Source text:
—————
Sunday, July 3, 2011

Another unsolved question mark in my heart

What is it that made us this way ?
Things just don't seem to go like they used to .
You do not act the way you did before.
Is it that you are starting to get bored?
Is it that in all relationships, this will happen?
Everything starts to change after a period of time ?

Its gonna be our anniversary tomorrow.
I cried to sleep yesterday night .
yes i lied to you .
You asked me why i was crying . i said i wasn't .
you asked me why . i just did not know what to say
what to answer
Because i myself did not have an answer to it.
I didn't really know why i was crying .
it just came.

I'm just like that, something happens.
and i can't act like nothing happen.
but it seems like you always can think and act this way .
and just continue living without thinking about it anymore.
I guess things always accumulate in my mind, my heart.
Thats why things always happen and i cannot explain it.
—————
Given problem A:
What date appears at the top of the post?
The rows have no connection to the post.

Record excerpts:
—————
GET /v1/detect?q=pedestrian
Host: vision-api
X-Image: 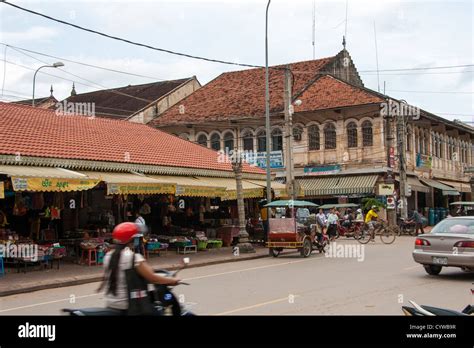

[410,209,425,236]
[326,208,339,242]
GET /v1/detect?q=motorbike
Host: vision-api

[398,218,416,236]
[336,221,364,239]
[402,289,474,316]
[62,257,194,317]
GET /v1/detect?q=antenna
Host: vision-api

[374,21,380,93]
[344,0,349,44]
[312,0,316,59]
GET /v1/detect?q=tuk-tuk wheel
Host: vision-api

[300,238,312,257]
[269,248,281,257]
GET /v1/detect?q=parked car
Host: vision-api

[412,216,474,275]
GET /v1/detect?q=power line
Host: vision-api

[2,1,263,68]
[0,42,168,81]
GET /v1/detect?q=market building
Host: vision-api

[149,49,474,210]
[0,103,285,270]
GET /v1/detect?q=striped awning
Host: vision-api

[440,180,471,192]
[297,175,378,196]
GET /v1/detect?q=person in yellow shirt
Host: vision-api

[260,201,268,242]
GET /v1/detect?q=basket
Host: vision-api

[197,240,208,250]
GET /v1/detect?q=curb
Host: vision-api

[0,250,269,297]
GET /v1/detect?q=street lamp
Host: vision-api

[265,0,272,204]
[31,62,64,106]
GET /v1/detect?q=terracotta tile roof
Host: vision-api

[60,78,191,119]
[295,75,384,112]
[150,57,334,126]
[0,102,265,174]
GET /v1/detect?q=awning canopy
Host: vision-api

[297,175,378,196]
[439,180,471,192]
[150,175,226,197]
[420,178,460,196]
[395,175,430,193]
[0,165,100,192]
[82,172,176,195]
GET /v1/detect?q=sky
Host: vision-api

[0,0,474,125]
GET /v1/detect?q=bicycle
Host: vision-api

[356,221,397,244]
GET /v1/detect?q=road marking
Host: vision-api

[0,293,103,313]
[211,295,300,315]
[403,265,420,271]
[183,257,324,281]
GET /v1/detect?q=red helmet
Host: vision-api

[112,222,143,244]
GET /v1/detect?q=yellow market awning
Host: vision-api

[82,172,176,195]
[197,177,264,200]
[150,175,226,198]
[439,180,471,192]
[0,165,99,192]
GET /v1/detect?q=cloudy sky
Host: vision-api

[0,0,474,122]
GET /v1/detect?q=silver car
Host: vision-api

[412,216,474,275]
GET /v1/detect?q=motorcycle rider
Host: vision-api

[99,222,180,315]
—————
Given problem B:
Please copy out the rows verbatim, starting with the line that contains "GET /v1/detect?q=person in yellow shirt" and going on through the last line of the rows, with both ends included.

Exercise response A:
Sunday, July 3, 2011

Exercise response B:
GET /v1/detect?q=person in yellow shirt
Host: vision-api

[260,201,268,242]
GET /v1/detect?q=basket
Host: vision-api

[197,240,208,250]
GET /v1/detect?q=curb
Host: vision-api

[0,250,269,297]
GET /v1/detect?q=street lamp
Host: vision-api

[265,0,272,204]
[31,62,64,106]
GET /v1/detect?q=terracotta tile roof
Host: vision-api

[60,78,191,119]
[295,75,384,112]
[150,57,334,126]
[0,102,265,174]
GET /v1/detect?q=awning canopy
Host: vision-api

[297,175,378,196]
[439,180,471,192]
[150,175,226,197]
[420,178,460,196]
[395,175,430,193]
[0,165,100,192]
[82,172,176,195]
GET /v1/detect?q=sky
Host: vision-api

[0,0,474,125]
GET /v1/detect?q=bicycle
Host: vision-api

[356,221,397,244]
GET /v1/detect?q=road marking
Host: vision-api

[0,293,103,313]
[211,295,300,315]
[403,265,420,271]
[183,257,324,281]
GET /v1/detect?q=red helmet
Host: vision-api

[112,222,143,244]
GET /v1/detect?q=yellow market awning
Host: vision-api

[82,172,176,195]
[197,177,264,200]
[150,175,226,198]
[439,180,471,192]
[0,165,99,192]
GET /v1/detect?q=cloudy sky
Host: vision-api

[0,0,474,122]
GET /v1/detect?q=silver car
Host: vision-api

[412,216,474,275]
GET /v1/detect?q=motorcycle rider
Host: vision-api

[99,222,180,315]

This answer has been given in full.